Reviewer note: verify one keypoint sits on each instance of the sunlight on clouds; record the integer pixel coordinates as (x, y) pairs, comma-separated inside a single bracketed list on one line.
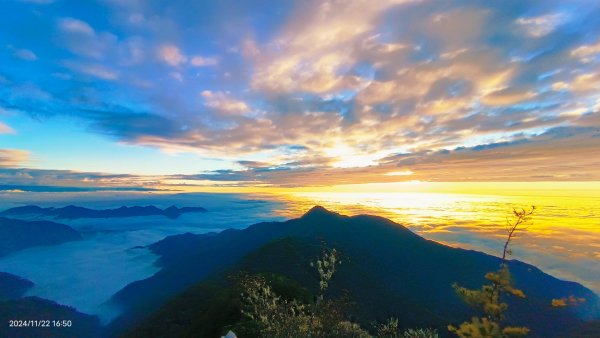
[(13, 158), (542, 25), (399, 173)]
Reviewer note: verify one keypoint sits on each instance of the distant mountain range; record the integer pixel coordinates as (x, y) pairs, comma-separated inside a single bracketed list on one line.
[(12, 286), (387, 270), (18, 234), (75, 212)]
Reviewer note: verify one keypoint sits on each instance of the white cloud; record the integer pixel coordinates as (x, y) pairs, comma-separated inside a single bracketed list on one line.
[(171, 55), (224, 102), (95, 70), (541, 25), (200, 61), (6, 129), (72, 25)]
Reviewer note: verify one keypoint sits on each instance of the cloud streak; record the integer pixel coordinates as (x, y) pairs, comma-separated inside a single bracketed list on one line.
[(339, 88)]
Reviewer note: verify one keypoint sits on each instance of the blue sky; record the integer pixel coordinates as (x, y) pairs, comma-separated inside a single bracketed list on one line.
[(292, 93)]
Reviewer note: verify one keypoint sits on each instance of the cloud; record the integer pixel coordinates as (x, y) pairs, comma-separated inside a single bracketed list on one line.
[(224, 102), (75, 26), (81, 39), (200, 61), (331, 87), (171, 55), (541, 25), (23, 54), (13, 157), (6, 129), (95, 70)]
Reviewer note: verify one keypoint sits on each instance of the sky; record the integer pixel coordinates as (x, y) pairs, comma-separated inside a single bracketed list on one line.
[(280, 94)]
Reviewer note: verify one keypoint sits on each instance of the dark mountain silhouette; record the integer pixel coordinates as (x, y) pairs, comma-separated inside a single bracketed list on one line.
[(34, 308), (17, 234), (388, 270), (75, 212), (12, 286)]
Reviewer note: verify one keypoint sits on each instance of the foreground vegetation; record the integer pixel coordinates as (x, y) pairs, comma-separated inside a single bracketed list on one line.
[(397, 282)]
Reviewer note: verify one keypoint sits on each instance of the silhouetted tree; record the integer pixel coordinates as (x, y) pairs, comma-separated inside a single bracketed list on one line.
[(489, 299)]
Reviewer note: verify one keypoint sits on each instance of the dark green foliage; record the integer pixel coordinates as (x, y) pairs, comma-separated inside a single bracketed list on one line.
[(387, 271), (488, 300)]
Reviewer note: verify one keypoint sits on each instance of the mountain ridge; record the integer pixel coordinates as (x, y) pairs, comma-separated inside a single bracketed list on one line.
[(76, 212), (413, 269), (18, 234)]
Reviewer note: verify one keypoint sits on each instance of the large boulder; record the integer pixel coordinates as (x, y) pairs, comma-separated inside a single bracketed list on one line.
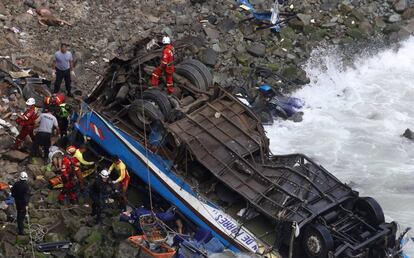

▸ **Assignment**
Leave out the pictures and copy everything else in the records word for word.

▸ **Solution to this problem**
Reviewer note: verify one keypoint sits on each instance of the sunlight on clouds; record the integer pixel coordinates as (x, y) pairs, comma-separated inside a single bracketed list on one line.
[(13, 158), (542, 25), (399, 173)]
Reviewer note: verify one keypoint sits on each instance of the distant mountain range; record the integer pixel coordinates as (x, y) pairs, comma-separated inside a single bracketed list on one line.
[(12, 286), (387, 270), (18, 234), (75, 212)]
Reviewer note: verify one keypoint sits on each instance of the white cloud; record the integer pixel coordinates as (x, y) pairs, comma-separated inside a single bracketed list on one line.
[(171, 55), (224, 102), (95, 70), (541, 25), (200, 61), (6, 129), (72, 25)]
Reviewer note: verify one keypoint sits on each instance of the cloud streak; record the integer pixel coordinates as (x, y) pairs, comma-separated inside a single bracketed list on one line.
[(339, 88)]
Reviewer note: verify one keypoint sits on each instance of the blue sky; record the integer pixel coordinates as (x, y) pairs, comma-separated inside a single bracketed list on one line.
[(292, 93)]
Reviewer note: verify one keypoint sits on each instance of the cloud; record the integer pixel coordinates as (x, y) pairs, comma-separated inside a single bracketed list on one line.
[(224, 102), (75, 26), (81, 39), (200, 61), (331, 87), (171, 55), (541, 25), (23, 54), (13, 157), (6, 129), (95, 70)]
Reviewer note: verify one keypoint sits on each instance of the sky; record the integer pixel coordinates as (x, y) pairs, comma-separated inside a single bracketed list on one line.
[(280, 94)]
Reviewer note: verify one keypoint sits on each instance of the dark mountain silhouette; record the integer pixel coordinates as (x, y) pairs, comma-separated inside a single bracketed list on one line.
[(34, 308), (17, 234), (388, 270), (75, 212), (12, 286)]
Reviewer note: verify one keypoint sits on each instance of the foreground vegetation; record the integer pixel coordinates as (x, y) pairs, comma-separated inside a single bracketed list on one line.
[(397, 282)]
Reviewer note: verify one keypoint sits on each instance of the silhouetted tree; record the integer pixel coordinates as (x, y) pairs, comma-separated inside a single bracketed list on one line.
[(489, 299)]
Reviewer note: verify one keypoint sits on each instance of the dark green foliage; record the integer pixel coordinates as (x, y) pairs, comma-separated inside a single bracketed list on one line.
[(387, 271), (488, 300)]
Reviewer note: verify one keypoint sits on each instance of the mountain ridge; record the integer pixel coordinates as (x, y) pairs, comma-separated inside a single bracketed list on one line.
[(76, 212), (413, 269), (18, 234)]
Reviewer note: verify one keypoint sits on each instance of the large boulder; record the integer pixel coordinates as (x, y) pairs, comma-separated inside a single bracketed list on one line.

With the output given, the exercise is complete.